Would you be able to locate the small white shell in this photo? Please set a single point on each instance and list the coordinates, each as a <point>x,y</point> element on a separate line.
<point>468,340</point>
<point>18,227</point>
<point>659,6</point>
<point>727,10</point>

== == ==

Copy out every one of the lines above, character for character, without changing anything.

Would you be able to locate the small white shell in this photo? Please set a single point on each instance and list the coordinates, each as a <point>x,y</point> element on a separate line.
<point>468,340</point>
<point>18,227</point>
<point>659,6</point>
<point>727,10</point>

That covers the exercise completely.